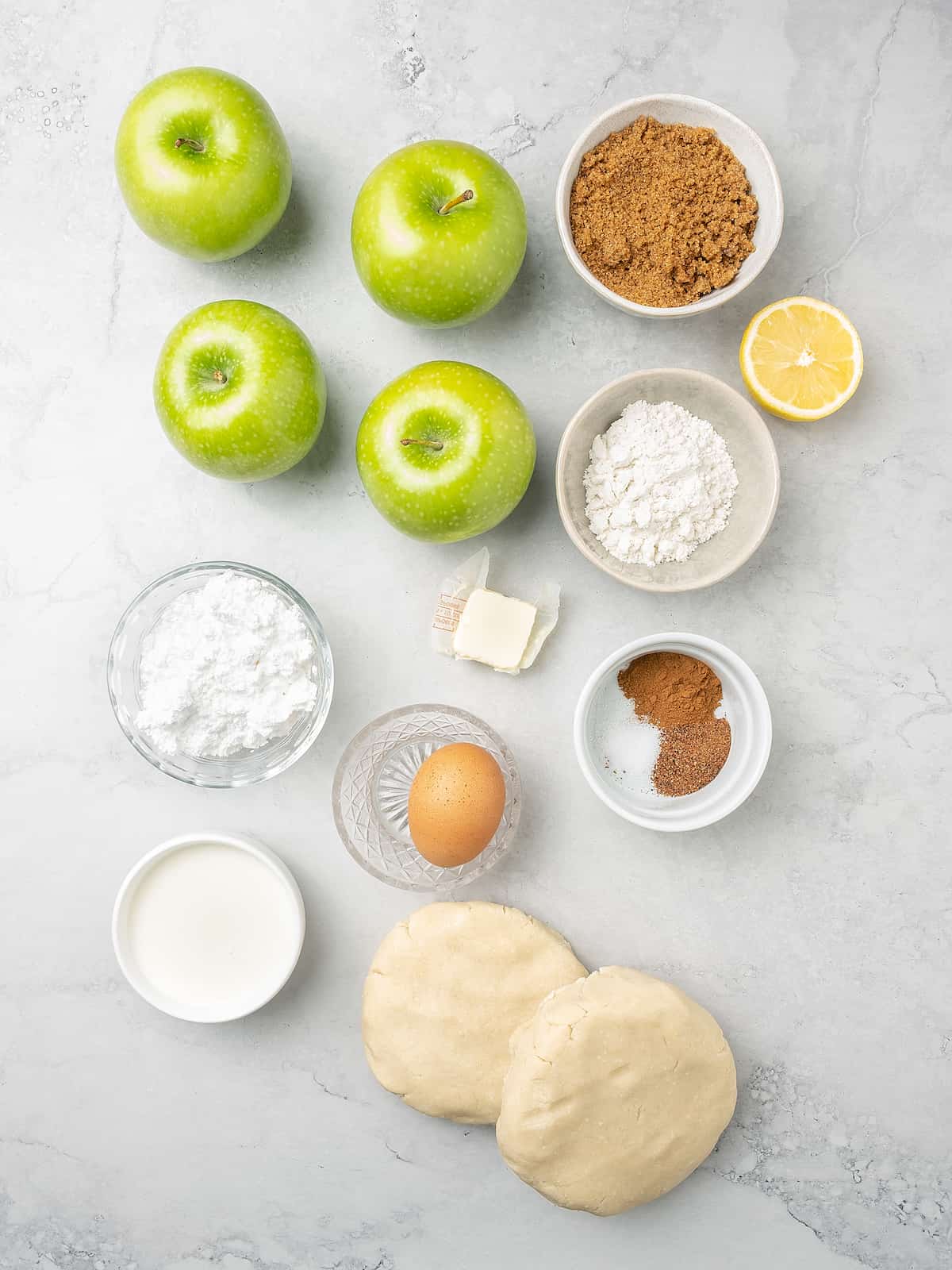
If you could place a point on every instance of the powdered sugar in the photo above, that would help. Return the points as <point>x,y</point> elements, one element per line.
<point>659,483</point>
<point>228,667</point>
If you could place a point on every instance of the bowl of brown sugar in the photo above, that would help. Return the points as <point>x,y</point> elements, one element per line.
<point>670,206</point>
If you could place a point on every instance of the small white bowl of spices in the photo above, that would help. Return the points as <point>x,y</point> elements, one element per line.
<point>673,732</point>
<point>668,206</point>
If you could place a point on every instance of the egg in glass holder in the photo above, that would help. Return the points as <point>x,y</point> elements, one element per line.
<point>372,791</point>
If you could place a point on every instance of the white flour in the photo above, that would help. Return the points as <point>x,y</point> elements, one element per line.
<point>228,667</point>
<point>659,483</point>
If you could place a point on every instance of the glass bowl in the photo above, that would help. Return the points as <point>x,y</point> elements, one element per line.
<point>372,787</point>
<point>122,672</point>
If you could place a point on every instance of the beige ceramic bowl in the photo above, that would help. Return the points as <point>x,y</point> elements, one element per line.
<point>750,448</point>
<point>697,114</point>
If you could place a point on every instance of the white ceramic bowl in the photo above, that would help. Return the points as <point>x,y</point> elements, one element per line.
<point>209,1011</point>
<point>747,710</point>
<point>746,144</point>
<point>750,446</point>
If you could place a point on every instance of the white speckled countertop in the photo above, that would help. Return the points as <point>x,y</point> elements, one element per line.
<point>816,922</point>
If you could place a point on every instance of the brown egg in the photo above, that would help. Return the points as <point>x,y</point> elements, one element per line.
<point>456,804</point>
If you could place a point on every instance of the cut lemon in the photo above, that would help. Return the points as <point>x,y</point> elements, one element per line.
<point>801,359</point>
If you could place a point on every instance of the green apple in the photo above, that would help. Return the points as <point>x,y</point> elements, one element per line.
<point>446,451</point>
<point>239,391</point>
<point>202,163</point>
<point>438,233</point>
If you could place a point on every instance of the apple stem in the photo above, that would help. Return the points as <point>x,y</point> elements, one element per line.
<point>429,444</point>
<point>455,202</point>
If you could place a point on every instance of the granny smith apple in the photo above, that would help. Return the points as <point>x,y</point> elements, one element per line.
<point>239,391</point>
<point>202,163</point>
<point>446,451</point>
<point>438,233</point>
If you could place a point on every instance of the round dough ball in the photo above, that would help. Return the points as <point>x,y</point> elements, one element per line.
<point>619,1087</point>
<point>443,996</point>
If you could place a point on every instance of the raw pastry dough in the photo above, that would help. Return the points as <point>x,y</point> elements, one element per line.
<point>620,1086</point>
<point>443,996</point>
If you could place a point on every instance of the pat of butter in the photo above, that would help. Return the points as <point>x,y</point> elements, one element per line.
<point>494,629</point>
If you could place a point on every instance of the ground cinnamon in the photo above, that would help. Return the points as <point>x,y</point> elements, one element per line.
<point>663,214</point>
<point>679,695</point>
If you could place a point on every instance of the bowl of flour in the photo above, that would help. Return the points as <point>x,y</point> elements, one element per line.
<point>668,480</point>
<point>220,675</point>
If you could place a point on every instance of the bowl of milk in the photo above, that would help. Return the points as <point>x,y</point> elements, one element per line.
<point>209,927</point>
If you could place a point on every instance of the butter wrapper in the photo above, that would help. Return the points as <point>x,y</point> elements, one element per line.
<point>456,590</point>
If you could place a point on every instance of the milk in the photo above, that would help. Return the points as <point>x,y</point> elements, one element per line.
<point>211,926</point>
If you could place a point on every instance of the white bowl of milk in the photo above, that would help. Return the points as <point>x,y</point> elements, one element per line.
<point>209,927</point>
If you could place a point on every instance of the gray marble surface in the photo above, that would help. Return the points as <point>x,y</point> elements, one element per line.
<point>816,922</point>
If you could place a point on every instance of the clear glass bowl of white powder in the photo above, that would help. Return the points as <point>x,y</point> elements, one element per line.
<point>190,689</point>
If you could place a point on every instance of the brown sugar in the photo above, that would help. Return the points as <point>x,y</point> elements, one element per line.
<point>663,214</point>
<point>679,694</point>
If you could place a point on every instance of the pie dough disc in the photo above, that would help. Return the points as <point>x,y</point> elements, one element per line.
<point>619,1087</point>
<point>443,996</point>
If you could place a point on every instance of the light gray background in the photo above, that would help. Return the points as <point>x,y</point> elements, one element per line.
<point>814,922</point>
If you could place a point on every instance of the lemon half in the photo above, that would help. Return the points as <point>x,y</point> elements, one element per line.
<point>801,359</point>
• • • •
** What needs to be done **
Lay out every line of the records above as a numbered list, leaving out blank lines and the pictures.

** Exercise answer **
1. If you could place a point on every instance of the powdered sugar in the photo above, that would help. Return the points as <point>x,y</point> elements, one element per line.
2. <point>659,483</point>
3. <point>228,667</point>
4. If you could place a point on every instance of the bowl of brown sugar in the photo above, that would help. Return the points as <point>x,y</point> elements, one element per line.
5. <point>670,206</point>
6. If you could place a point on every instance of the small white bowl of spices in the photo above, that would help. Return the points as <point>x,y</point> elements, one element per line.
7. <point>673,732</point>
8. <point>668,206</point>
9. If you could place a point on every instance of the egg in glass holder in the photo above, that would help. Return the points as <point>x,y</point> elements, one element per line.
10. <point>372,791</point>
11. If you could place a point on every instance of the white flour in the photo above, that would help. Return the points as <point>x,y</point> elements, one element per line.
12. <point>228,667</point>
13. <point>659,483</point>
14. If you could place a point on every instance of the glass bowl in the photo above, that would help. Return the points as <point>x,y</point> elements, one element per line.
15. <point>372,787</point>
16. <point>122,672</point>
17. If you could place a point on every instance of the beige ceramic bowl in the photo above, that would help. Return the points as <point>x,y</point> elements, one element per line.
18. <point>750,448</point>
19. <point>697,114</point>
20. If you could place a point on every instance of the white ceramic bowl in the photo above, that would help. Return the points as <point>x,y</point> elements, one element per line.
21. <point>209,1011</point>
22. <point>747,710</point>
23. <point>746,144</point>
24. <point>750,446</point>
25. If you could place a point on every instance of the white speckled countertop in the photo above, that would help. Return the points as <point>x,y</point> elements, one element per line.
26. <point>816,922</point>
27. If you could place a point on every instance of the brown egg in the photo above, that would help. Return the points as <point>x,y</point> elements, one element per line.
28. <point>456,804</point>
29. If you could place a point on every instance of the cut lemon in the photo above, that would help. Return the points as <point>x,y</point> elements, one element per line.
30. <point>801,359</point>
31. If you could place a point on every instance of the green apple in the photo above, that would help. Return the points as <point>x,y</point> elements, one element per line.
32. <point>446,451</point>
33. <point>239,391</point>
34. <point>202,163</point>
35. <point>438,233</point>
36. If you could place a point on every instance of the apple stem in the photo above, that would help. Return the points as <point>x,y</point> elements, one element per line.
37. <point>429,444</point>
38. <point>455,202</point>
39. If you could place a point on every instance of the granny smith apple in the photo above, that would help. Return the points as <point>x,y</point> elements, one element per line.
40. <point>239,391</point>
41. <point>202,163</point>
42. <point>446,451</point>
43. <point>438,233</point>
44. If you could place a point on every instance of the round dough ball in the photo above, that would help. Return the points as <point>x,y</point> elements, one element per line.
45. <point>619,1087</point>
46. <point>443,996</point>
47. If you could place a point on every instance of the raw pastry dough in the photo above, that would help. Return the points as <point>x,y</point> elements, one element per line.
48. <point>620,1086</point>
49. <point>443,996</point>
50. If you could place a point on every instance of the pat of butter in the photo above, that would help. Return the points as <point>x,y</point> elements, one element per line.
51. <point>494,629</point>
52. If you could place a point on every instance of the ground cinnamon in the photo above, that would help. Return the points as <point>x,y</point> elements, one element per line.
53. <point>663,214</point>
54. <point>679,695</point>
55. If you could place a point on every instance of the bowl of flour in the photo above, that would help. Return the points as <point>x,y</point> elements, one element per line.
56. <point>668,480</point>
57. <point>220,675</point>
58. If you could place a point on every instance of the bowl of milk in the photo above, that would help. Return the points as <point>x,y</point> elements, one element per line.
59. <point>209,927</point>
60. If you could place a point on every instance of the butter wrapper in the photo above, that would help. Return the points as <point>x,y</point> elements, one element per line.
61. <point>456,590</point>
62. If you could place a point on every instance of the milk in the photo above, that would help. Return the points as <point>x,y</point> elements, one element per line.
63. <point>211,926</point>
64. If you could place a point on every instance of the white bowl of milk in the photo above, that would help. Return the points as <point>x,y</point> elements, one element per line.
65. <point>209,927</point>
66. If you could place a point on every instance of the gray marble surface in the photo above, that would help. Return the points as <point>x,y</point> elements, one element per line.
67. <point>816,922</point>
68. If you could place a point on every instance of the clear glass bowl of white powder in the photo above, that would help. Return the points as <point>x,y</point> elements, one element per line.
69. <point>190,689</point>
70. If you could place a point on every instance of the brown sugar in the photo above, that would help. Return the points as <point>x,y</point> elements, one element per line.
71. <point>663,214</point>
72. <point>679,694</point>
73. If you could place a point on every instance of the pie dough disc in the photo above, that would help. Return the points as <point>x,y</point> elements, one element per line.
74. <point>619,1087</point>
75. <point>443,996</point>
76. If you could place a point on every instance of the light gray background in the photo above, that would help. Return the points as <point>x,y</point> elements, one element per line.
77. <point>814,922</point>
78. If you could place a point on every instance of the lemon half in the photo above, that would help. Return the points as <point>x,y</point> elements, one element per line.
79. <point>801,359</point>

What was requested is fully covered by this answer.